====== PROVIDED DATA

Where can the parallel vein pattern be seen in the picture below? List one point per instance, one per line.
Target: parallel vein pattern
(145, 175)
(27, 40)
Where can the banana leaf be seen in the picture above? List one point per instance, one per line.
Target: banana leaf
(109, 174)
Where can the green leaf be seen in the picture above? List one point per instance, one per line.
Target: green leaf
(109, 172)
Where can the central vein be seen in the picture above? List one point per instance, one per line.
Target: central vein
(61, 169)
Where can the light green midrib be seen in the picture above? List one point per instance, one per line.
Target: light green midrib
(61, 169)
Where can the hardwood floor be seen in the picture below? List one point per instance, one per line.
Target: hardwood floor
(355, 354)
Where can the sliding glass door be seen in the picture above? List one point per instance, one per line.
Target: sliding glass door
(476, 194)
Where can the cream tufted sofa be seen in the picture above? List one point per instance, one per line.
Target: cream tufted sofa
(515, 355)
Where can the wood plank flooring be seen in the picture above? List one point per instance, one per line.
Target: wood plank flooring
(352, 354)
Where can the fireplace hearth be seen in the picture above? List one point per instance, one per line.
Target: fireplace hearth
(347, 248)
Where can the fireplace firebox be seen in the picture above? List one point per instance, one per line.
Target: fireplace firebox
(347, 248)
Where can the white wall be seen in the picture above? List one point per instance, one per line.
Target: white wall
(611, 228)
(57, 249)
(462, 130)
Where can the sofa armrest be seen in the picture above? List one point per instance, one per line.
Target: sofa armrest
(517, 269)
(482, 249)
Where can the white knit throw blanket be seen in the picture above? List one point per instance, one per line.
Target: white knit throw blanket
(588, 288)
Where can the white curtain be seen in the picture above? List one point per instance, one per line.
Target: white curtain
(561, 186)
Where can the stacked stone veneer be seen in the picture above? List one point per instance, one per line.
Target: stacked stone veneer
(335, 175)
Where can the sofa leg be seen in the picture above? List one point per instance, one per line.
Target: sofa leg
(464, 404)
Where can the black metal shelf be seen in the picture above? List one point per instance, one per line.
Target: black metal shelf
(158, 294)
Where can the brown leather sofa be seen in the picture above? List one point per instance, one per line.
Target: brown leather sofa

============

WORK REQUIRED => Go through the data above from its first line and copy each line exactly, stopping once the line with "Where can the fireplace hearth" has been copied.

SOLUTION =>
Where can the parallel vein pattern be seen in the picture below? List one point per instance, one per line.
Target: parallel vein pattern
(145, 175)
(27, 40)
Where can the banana leaf be seen in the picture above? List one point per instance, one per line.
Target: banana leaf
(109, 174)
Where can the green leaf be seen in the picture above? List one point per instance, one per line.
Target: green leaf
(109, 172)
Where can the central vein be seen in the picture above? List one point per instance, one per line.
Target: central vein
(61, 169)
Where can the light green midrib be seen in the picture above? List one point per instance, one per line.
Target: light green midrib
(61, 169)
Where can the hardwood floor be seen in the picture below? List one point per instance, one per line.
Target: hardwood floor
(355, 354)
Where can the sliding glass door be seen in the picture above? List one point per instance, one per line.
Target: sliding glass door
(476, 194)
Where can the cream tufted sofa be seen in the picture above? List one point per instance, one per line.
Target: cream tufted sofa
(515, 355)
Where can the wood plank flooring be seen in the picture above? List one point per instance, one per line.
Target: wood plank flooring
(352, 354)
Where can the fireplace hearth be seen in the picture above? List one point per instance, one per line.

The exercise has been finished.